Can you present the stretch from the line containing "Put one marker on each instance of the dark" through the end of the records as a numbered list, skipping any blank lines?

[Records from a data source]

============

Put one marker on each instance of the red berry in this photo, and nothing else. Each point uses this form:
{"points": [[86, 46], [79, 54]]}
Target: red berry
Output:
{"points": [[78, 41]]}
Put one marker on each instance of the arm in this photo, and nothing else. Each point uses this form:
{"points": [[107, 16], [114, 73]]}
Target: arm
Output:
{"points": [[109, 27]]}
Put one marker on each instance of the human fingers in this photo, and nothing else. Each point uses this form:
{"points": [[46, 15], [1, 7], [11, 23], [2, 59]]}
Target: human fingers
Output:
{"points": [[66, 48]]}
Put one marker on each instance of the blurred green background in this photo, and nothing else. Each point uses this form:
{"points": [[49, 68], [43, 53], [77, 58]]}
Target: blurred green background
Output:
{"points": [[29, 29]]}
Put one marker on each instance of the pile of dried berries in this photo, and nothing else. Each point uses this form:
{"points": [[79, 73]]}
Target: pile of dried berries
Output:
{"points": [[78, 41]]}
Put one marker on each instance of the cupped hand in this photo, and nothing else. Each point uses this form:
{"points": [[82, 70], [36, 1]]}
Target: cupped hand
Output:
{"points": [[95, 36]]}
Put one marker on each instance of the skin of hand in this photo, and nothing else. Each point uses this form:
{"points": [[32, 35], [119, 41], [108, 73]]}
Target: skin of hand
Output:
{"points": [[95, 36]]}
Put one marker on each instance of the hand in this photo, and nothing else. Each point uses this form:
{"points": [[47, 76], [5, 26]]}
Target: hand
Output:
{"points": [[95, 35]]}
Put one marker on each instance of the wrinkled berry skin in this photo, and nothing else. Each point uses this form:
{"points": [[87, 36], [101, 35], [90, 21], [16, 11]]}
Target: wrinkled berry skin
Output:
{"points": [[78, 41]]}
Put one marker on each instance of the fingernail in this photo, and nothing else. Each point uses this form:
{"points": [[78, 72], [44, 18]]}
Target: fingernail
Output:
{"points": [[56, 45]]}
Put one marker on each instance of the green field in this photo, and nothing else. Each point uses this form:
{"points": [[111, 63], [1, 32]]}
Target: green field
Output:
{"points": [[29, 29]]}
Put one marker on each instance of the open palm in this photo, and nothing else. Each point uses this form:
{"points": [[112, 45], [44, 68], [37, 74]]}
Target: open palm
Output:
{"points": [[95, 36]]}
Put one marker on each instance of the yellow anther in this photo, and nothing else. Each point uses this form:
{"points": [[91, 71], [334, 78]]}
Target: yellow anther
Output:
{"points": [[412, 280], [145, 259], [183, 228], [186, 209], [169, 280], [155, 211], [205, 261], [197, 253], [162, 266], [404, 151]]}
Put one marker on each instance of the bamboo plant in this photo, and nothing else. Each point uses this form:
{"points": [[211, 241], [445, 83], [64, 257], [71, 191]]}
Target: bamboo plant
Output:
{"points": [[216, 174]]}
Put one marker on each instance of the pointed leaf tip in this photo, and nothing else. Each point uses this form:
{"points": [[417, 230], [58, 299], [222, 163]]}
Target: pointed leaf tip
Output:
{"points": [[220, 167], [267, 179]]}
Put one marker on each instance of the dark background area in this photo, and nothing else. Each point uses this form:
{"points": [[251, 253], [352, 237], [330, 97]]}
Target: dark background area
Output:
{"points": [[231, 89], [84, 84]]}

============

Response to this exercise:
1. Put one marker on each instance of the dark background area in this photo, and nothing else. Each point uses this form:
2. {"points": [[251, 253], [352, 237], [330, 97]]}
3. Target: dark background area
4. Output:
5. {"points": [[231, 89], [84, 84]]}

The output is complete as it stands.